**Stated problem**. Put every record below into a numbered list, leaving out any blank lines.

**Material for this exercise**.

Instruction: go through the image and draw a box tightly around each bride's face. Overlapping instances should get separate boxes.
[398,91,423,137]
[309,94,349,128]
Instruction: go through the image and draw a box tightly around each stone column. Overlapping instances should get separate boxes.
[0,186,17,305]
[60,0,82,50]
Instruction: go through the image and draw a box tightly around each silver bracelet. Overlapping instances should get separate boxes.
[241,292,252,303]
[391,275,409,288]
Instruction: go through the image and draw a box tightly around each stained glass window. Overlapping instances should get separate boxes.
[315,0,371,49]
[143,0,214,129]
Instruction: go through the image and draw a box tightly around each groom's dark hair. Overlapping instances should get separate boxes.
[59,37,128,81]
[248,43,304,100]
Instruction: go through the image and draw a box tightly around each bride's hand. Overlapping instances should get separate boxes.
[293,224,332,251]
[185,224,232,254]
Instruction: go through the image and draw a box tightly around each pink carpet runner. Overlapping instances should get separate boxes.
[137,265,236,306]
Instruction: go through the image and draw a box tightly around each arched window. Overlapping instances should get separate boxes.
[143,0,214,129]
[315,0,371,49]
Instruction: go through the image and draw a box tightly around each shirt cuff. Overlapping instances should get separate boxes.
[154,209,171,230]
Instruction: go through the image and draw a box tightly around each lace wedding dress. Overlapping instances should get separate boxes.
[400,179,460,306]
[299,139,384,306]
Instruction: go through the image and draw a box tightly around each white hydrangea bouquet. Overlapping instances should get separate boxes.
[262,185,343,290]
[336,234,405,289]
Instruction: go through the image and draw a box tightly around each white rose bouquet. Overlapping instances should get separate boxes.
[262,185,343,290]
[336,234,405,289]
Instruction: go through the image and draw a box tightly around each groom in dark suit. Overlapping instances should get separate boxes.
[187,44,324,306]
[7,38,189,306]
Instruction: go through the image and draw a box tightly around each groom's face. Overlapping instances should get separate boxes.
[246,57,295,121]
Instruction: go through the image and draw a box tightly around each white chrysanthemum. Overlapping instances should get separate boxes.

**Solution for this task**.
1. Instruction: go through the image and draw a box tightly around each bride's face. Overlapping instances should get separate boxes.
2. [398,91,423,137]
3. [309,94,349,128]
4. Instruction: go through the image and draw a box tightly around each stone column. Overlapping instances should get separate boxes.
5. [0,186,17,305]
6. [60,0,82,50]
7. Instruction: go through the image and draw a box tightly around each silver bracelet. Overlapping instances should get separate boxes.
8. [241,292,252,303]
9. [391,275,409,288]
10. Instruction: go through the image and draw a box tightly around each stained glass window. Overlapping instances should get separate boxes.
11. [315,0,371,49]
12. [143,0,214,129]
13. Instruction: go through the image and draw a box tightly around each groom's dark hair. Overlapping instances should get separate boxes.
14. [59,37,128,81]
15. [248,43,304,100]
16. Instruction: go through the image and draw a box tightly around each bride's hand. Overlapping instances should get separate boxes.
17. [293,224,332,251]
18. [185,224,232,254]
19. Instruction: go through the image and draw a box tightly around each pink carpet runner. Overlapping instances should get separate boxes.
20. [137,265,236,306]
21. Instruction: go through the image and draw a box tightly around each arched window. Overlapping instances should get separate boxes.
22. [143,0,214,129]
23. [315,0,371,49]
24. Instruction: go through the image and draw a box tightly around each shirt cuff. Overlapping instances should get separate boxes.
25. [154,209,171,230]
26. Instruction: go through the image and draw a box tightly around each lace wedding dress. Overlapping instances should get separate boxes.
27. [400,179,460,306]
28. [299,139,384,306]
29. Instruction: go through the image and draw a box tightly around each white hydrangea bouquet. Overlapping instances should get separate boxes.
30. [262,185,343,290]
31. [336,234,405,289]
32. Instruction: go through the image and draw a box tightly around each white rose bouquet. Overlapping instances should get separate boxes.
33. [262,185,343,290]
34. [336,234,405,289]
35. Instruction: go through the image and draw a box tightly around each groom in dark suit. Overlapping instances should get separate boxes.
36. [187,44,324,306]
37. [7,38,189,306]
38. Instruction: go through the image and draw a box tightly around each groom's face. Overlapping instances should get separate boxes.
39. [246,57,295,121]
40. Instruction: go through the image and draw a box tightly around each white chrysanthemum. Overlapping instances should get separate boxes.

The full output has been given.